GIVEN PROBLEM
From the entries below, pull out each line that contains the word "image" and list those lines unchanged, in their original order.
○ ○ ○ ○ ○
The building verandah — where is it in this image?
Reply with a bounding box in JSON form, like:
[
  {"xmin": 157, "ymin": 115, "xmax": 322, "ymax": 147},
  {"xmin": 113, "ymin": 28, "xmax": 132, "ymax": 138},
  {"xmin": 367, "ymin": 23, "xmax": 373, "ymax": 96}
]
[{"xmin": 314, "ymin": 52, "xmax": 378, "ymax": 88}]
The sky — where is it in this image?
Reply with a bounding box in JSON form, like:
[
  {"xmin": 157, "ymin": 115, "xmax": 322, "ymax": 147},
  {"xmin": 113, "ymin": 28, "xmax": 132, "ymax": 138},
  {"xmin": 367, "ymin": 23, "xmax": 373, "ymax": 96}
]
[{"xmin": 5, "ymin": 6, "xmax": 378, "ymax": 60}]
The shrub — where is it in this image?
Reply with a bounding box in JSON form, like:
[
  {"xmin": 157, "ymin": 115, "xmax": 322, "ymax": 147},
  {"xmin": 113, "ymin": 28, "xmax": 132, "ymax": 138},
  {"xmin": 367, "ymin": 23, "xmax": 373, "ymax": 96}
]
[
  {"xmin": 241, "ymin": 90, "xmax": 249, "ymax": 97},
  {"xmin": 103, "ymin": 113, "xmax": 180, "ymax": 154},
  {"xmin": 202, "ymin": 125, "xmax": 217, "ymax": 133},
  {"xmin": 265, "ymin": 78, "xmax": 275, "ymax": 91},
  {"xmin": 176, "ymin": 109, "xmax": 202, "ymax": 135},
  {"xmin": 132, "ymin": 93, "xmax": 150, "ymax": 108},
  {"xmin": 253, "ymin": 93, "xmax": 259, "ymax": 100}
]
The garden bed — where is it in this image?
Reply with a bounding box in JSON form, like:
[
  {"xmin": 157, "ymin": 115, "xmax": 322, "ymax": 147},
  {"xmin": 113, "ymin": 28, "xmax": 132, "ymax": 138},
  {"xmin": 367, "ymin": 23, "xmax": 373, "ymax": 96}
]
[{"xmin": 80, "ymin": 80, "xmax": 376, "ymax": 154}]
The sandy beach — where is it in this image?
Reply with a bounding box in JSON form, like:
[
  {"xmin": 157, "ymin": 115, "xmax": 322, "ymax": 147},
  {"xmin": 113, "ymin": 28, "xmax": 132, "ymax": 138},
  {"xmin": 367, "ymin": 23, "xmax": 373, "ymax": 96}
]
○ ○ ○ ○ ○
IN RESPONSE
The building verandah — where is it in this image?
The sky — where is it in this image?
The shrub — where is it in this image?
The garden bed — where is it in this image?
The sandy beach — where is it in this image?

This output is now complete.